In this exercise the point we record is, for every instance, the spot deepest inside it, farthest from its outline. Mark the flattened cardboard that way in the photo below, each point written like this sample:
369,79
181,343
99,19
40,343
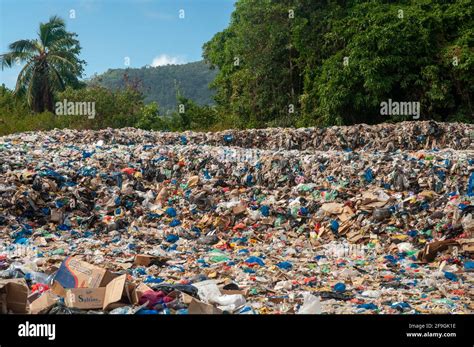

▬▬▬

▶ REQUEST: Copy every line above verbatim, omitting the picture.

▶ FULL OUTPUT:
In this exercise the point we record is, for every instance, the spot deepest inside it, farthest from its outline. Mark the flattened cardboard that way in the photo below, each point written like this sample:
369,79
181,343
99,19
40,343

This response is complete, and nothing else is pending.